#### REEKS OPDRACHTEN:
1. Welke twee grote bekende virtualisatieproducten worden in de tekst over servers en virtualisatie genoemd?
2. Schrijf de tekst over servers en virtualisatie verder, te beginnen na de laatste zin.

#### TEKST VAN PAGINA:
======

Al de servers zijn trouwens rack-mountable modellen, “pizzaboxes” zoals wij ze wel eens noemen, beschikken over redundante power supplies, hebben cd-rom (2650) of dvd-rom (2850), VGA, PS2 en USB2.0 aansluitingen aan voor- en achterkant en maken gigantisch veel lawaai wegens extreme fans die ervoor moeten zorgen dat die dingen in alle omstandigheden up & running blijven. Je kan er dus van op aan dat die dingen enkel online gaan zijn wanneer ik er effectief testen op wil doen, tenzij ik ergens een kleine rack op de kop kan tikken en dat ding in de garage of zo kan opstellen… ;-).
Gisterenavond heb ik de eerste ESX server al geïnstalleerd, weliswaar zonder shared storage en dus met een virtuele testmachine op de local storage, en dat ging zeer vlotjes. Meer dan genoeg resources available. Vandaag verwacht ik de levering van de 2850 server en dan kan ik al beginnen met de setup van de backend voor mijn ESX omgeving. En tegen dat die goed en wel opgezet is, is het weekend alweer voorbij en staan ze met de derde en laatste server aan de deur.
Wordt zonder twijfel spoedig vervolgd…

Als je in aanraking komt met een nieuw product, software- of hardwarematig, dan is het in feite van cruciaal belang dat je ettelijke uren “hands-on” ervaring opdoet. Een cursus of een techboek leggen wel veel uit en overladen je soms zelfs met informatie, maar de échte know-how komt er in feite vooral door met het product bezig te zijn.
Aangezien je dat niet in een productieomgeving kan doen, is het aangewezen om een test-omgeving te hebben, een sandbox zeg maar, waarin je onbezorgd kan spelen, testen, proberen, van crash & burn doen, herinstalls lanceren, upgrades doen, unsupported configs testen,… en ga zo maar door. Het liefst van al wil je daarbij ook een manier om snel terug te kunnen keren naar de voorgaande (werkende ;-)) situatie, zonder telkens een halve dag kwijt te spelen met je omgeving terug op te bouwen.
En dat is nu net waar virtualisatie om de hoek komt kijken. Er zijn twee grote bekenden, namelijk VMWare van EMC² en Hyper-V van Microsoft. De eerste staat op dit moment nog op voorsprong, wegens de simpele reden dat zij al veel langer in de virtualisatiewereld ronddwalen, maar hou Microsoft ook maar in de gaten, want die gasten zijn serieus aan het inhalen geslagen.

======

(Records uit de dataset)
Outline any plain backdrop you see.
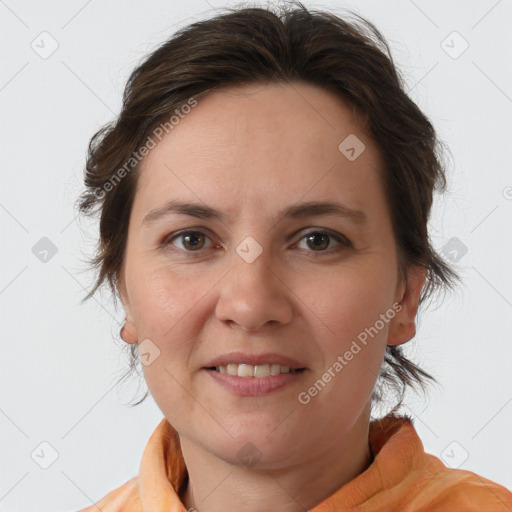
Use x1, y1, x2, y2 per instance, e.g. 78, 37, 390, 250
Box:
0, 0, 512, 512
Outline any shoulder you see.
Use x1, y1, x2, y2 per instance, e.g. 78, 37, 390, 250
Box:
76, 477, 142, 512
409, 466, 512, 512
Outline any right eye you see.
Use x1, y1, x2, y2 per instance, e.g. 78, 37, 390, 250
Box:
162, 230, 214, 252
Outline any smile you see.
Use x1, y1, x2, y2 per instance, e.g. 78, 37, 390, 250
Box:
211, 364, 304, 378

======

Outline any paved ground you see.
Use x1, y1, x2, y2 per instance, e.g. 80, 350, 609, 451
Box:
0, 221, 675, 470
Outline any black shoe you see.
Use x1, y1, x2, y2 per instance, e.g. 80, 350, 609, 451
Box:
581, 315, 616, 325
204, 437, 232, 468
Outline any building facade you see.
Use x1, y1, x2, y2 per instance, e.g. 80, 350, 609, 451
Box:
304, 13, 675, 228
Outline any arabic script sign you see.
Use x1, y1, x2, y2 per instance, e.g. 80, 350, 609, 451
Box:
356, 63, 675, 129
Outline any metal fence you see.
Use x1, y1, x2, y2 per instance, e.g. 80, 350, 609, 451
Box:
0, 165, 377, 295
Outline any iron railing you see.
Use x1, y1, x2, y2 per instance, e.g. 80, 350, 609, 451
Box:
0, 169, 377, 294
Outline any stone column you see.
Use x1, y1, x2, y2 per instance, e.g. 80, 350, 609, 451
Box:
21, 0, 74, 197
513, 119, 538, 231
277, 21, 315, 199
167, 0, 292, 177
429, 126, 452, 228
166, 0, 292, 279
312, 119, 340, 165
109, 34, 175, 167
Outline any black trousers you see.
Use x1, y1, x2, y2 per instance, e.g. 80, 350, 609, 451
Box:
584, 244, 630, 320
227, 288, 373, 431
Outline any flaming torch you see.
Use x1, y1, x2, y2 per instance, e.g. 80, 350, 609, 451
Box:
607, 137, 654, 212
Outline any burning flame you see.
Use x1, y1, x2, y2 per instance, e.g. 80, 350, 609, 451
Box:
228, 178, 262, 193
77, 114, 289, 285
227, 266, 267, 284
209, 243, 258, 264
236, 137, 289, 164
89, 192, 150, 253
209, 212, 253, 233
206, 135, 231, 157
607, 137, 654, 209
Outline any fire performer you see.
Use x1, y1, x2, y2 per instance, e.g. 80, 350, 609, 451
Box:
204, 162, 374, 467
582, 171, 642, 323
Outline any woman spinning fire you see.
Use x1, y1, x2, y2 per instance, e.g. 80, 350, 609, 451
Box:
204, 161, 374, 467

======

#### UITGEWERKTE OPDRACHTEN:
1. VMWare van EMC² en Hyper-V van Microsoft.

2.
Op dit moment is het echter zo dat de meeste productieomgevingen op VMWare draaien (als ze gevirtualiseerd zijn welteverstaan) en daarom doe ik meestal mijn testen ook in die omgeving. Thuis is dat op VMWare Workstation en op het werk maak ik gebruik van VMWare ESX, wat in sé dezelfde functionaliteit heeft als de Workstation, maar ipv lokaal op je eigen machine te draaien – binnen Windows – is ESX een operation system op zichzelf en draait het op een standalone server (of een cluster van servers, bijvoorbeeld een Bladebox). Vanzelfsprekend biedt ESX ten opzichte van Workstation nog tal van andere extra mogelijkheden, die vooral gericht zijn op productieomgevingen in de lucht houden: zoals bijvoorbeeld vMotion waarmee je je virtuele machines van de ene fysische host naar de andere kan verhuizen (bijvoorbeeld bij een hardware falen, overbelasting van een node,…).
De voorbije dagen heb ik mij bezig gehouden met het “bouwen” van zulke test-omgeving, op een VMWare ESX server met daarin 8 Intel Xeon CPU’s op 1.6GHz en 6GB RAM geheugen. Niet spectaculair, maar zeker krachtig genoeg (en vooral, veel krachtiger dan mijn Thinkpad) om  te doen wat ik in gedachten heb: een Active Directory opzetten met voorlopig één domain controller. Deze zal tegelijkertijd ook dienst doen als file-server, DHCP-server, DNS-server en WSUS-server. De tweede machine is een SQL-server geworden die zoals de naam al aangeeft, SQL draait maar later ook andere rollen kan vervullen (backup DNS, backup DHCP, file-server 2,…). De laatste machine is een application server die ik op dit moment gebruik om Northern Storage Suite op de draaien, de software waarvoor ik vorige week in Zweden opleiding gaan volgen ben. Vanzelfsprekend kan die server ook andere redenen van bestaan toebedeeld krijgen (bv. secondary domain controller worden), maar voorlopig is daar nog geen nood aan.
Elke virtuele machine heeft tussen de 1 en 2GB geheugen gekregen en elke machine beschikt over twee CPU’s. In de Active Directory heb ik enkele test-OU’s gemaakt met daarin tevens ook enkele test-users omdat ik met NSS wil gaan testen op quota-management, rapportering van storage-use per gebruiker en per afdeling en zo voorts.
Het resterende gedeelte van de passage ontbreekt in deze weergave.